[Source text]
Up until October 10th 2019 I was leading a very normal life. I was studying Literature & Linguistics at the University of Antwerp (Belgium). I was living in an apartment with my boyfriend (at the time) with whom I was in a long-term relationship. I went home whenever I could to spend time with my sister and parents. If I wasn’t studying I filled my time with student jobs, parties, brunch or drinks at one of the million places in our neighbourhood, countless tv-shows, yoga on good days and stupid games on my phone on bad days.
Truth is, although nothing seemed to be wrong, everything was. I didn’t care about anything I was doing. I felt uninspired, tired and stressed out. Even worse, I felt empty, but it’s like I didn’t even know it. I just kept convincing myself that life wasn’t that bad, I should just make the best of it. Now I know that I was completely disconnected from myself and from everyone around me.
Why, you may ask?
I could tell you it’s because my relationships were toxic or because I was constantly surrounded by negativity. Or maybe it was because I’d been physically and mentally ill a few years back and it’d left a mark. Or maybe it was society, or my
lack of real friends or my need to fix everyone else’s problems first. To be honest, it was probably all of it.
So what did I do on October 10th?
I left my entire life behind and jumped on a plane to Costa Rica with no other plan than to write, to explore and to be free. This well thought-out endeavour *ahum* came to me in the midst of a depressing winter at the start of 2019. Back then it was nothing more than a daydream, a fantasy, and I didn’t expect it to become my reality. I felt completely and utterly stuck.
Now, I won’t pretend I suddenly got the courage to change my entire life out of nowhere. As physically and mentally drained as I was at the time, I decided to make myself even more uncomfortable and go to therapy. It’s kind of funny because I only went with the idea to get my anxiety under control but I ended up questioning my entire life, upbringing and sense of self. It wasn’t easy to be seen (after being so used to hiding away and feeling invisible) and to allow someone to tell me the truth, but it changed everything.
[/Source text]
→ **Complete the following**:
[A] Using the text about leaving for Costa Rica, answer these:
(i) What did the writer study, and at which university?
(ii) Where did the writer fly on October 10th?
(iii) What did the writer first hope therapy would help with?
[B] Continue the text about leaving for Costa Rica from its last sentence, in the same voice.
[Exercise data]
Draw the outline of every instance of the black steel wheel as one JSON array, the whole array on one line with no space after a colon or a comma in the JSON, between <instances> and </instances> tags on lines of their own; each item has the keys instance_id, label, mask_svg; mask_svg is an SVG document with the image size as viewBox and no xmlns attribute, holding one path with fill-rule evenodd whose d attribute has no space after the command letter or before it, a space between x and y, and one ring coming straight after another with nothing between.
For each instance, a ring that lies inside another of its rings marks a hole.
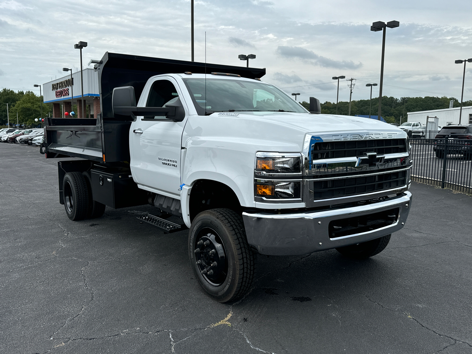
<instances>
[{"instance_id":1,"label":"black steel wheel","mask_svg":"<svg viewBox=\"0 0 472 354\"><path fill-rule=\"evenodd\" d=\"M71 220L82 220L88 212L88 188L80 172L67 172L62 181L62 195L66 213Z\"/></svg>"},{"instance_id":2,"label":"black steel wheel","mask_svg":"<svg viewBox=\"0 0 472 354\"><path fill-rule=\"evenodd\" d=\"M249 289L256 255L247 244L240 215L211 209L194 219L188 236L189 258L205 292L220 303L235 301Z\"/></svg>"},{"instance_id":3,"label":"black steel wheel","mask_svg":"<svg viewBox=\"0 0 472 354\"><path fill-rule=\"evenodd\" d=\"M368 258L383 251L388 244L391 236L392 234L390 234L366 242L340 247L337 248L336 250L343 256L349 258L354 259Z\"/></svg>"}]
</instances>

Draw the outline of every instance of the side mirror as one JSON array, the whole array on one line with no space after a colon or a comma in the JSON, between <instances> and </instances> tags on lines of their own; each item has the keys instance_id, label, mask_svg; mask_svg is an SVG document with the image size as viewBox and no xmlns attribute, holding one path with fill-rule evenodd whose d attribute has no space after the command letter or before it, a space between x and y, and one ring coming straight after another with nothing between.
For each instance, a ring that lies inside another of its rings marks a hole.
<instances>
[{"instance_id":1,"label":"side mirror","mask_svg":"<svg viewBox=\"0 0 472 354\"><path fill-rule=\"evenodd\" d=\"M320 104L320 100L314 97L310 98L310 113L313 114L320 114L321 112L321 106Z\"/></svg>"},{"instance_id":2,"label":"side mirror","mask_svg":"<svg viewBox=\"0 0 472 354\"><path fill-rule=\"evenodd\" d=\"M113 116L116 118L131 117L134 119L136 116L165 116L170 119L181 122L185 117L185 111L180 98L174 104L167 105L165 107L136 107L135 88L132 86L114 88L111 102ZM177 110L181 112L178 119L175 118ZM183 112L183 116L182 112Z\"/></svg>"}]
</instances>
[/Exercise data]
[Exercise data]
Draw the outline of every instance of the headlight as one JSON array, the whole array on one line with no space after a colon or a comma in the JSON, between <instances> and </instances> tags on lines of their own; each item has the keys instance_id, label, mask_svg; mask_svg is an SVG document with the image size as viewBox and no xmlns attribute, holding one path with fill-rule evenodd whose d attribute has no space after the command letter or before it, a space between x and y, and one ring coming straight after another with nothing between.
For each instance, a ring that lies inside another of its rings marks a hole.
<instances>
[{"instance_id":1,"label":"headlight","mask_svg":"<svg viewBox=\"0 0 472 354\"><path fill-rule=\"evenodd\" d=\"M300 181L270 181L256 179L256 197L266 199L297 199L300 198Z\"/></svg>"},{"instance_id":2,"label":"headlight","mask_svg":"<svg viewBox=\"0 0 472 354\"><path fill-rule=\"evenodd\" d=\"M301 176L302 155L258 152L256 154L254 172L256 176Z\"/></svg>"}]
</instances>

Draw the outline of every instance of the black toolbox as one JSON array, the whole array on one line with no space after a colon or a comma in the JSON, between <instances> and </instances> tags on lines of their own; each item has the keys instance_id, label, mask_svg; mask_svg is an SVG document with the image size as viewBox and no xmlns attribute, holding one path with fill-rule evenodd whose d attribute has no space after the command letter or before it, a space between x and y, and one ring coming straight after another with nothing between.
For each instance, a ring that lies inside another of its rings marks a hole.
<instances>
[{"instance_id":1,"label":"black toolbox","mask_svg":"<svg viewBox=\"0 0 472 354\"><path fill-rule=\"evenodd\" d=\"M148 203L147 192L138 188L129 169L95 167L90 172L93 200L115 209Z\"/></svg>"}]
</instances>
[/Exercise data]
[Exercise data]
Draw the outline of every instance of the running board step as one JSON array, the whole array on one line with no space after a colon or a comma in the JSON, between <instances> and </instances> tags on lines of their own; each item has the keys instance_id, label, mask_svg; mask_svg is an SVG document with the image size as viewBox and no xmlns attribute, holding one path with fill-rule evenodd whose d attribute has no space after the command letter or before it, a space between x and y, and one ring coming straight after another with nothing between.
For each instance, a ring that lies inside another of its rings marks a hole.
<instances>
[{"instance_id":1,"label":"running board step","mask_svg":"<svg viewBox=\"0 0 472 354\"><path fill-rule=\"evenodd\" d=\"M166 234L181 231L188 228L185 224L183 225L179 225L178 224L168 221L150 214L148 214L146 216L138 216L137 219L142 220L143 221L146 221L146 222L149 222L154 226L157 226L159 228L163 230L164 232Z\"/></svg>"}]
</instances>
[/Exercise data]
→ **Answers to the exercises**:
[A]
(i) Literature & Linguistics at the University of Antwerp (Belgium).
(ii) Costa Rica.
(iii) Getting anxiety under control.

[B]
I dealt with a lot of personal issues and slowly started to feel like myself again. I’d finally woken up from my slumber. That’s when I thought ‘fuck it’ and booked my ticket. And so my future became uncertain again (is it ever not though?). I am no longer tied to anything or anyone and I have no idea where I’ll be or what I’ll be doing by the end of this year.
It still remains to be seen if I can create a more fulfilling reality for myself (ah, the good old search for happiness), because I’m definitely not there yet, there are still a lot of things I’m working on. But I feel like I have a chance, now that I’m finally doing things that I actually enjoy.
If you feel stuck in the system and want to break free or you already have and you’re making life up as you go (like me) OR you’re simply curious where this impulsive decision will take me, I want to invite you to follow me along on my journey! This won’t just be a travel blog, I don’t want to confine myself to a niche, I want to be able to write about anything I care about.
My hope is to inspire you to live life to the fullest (whatever that means to you) and to not settle for mediocre, for boring, for miserable. We all deserve a chance at inner peace and happiness and I know more than anyone that, more often than not, it’s ourselves that’s standing in the way. For years now, I’ve been trying to get out of my own way.
I hope you’ll join me, because everything is better when shared.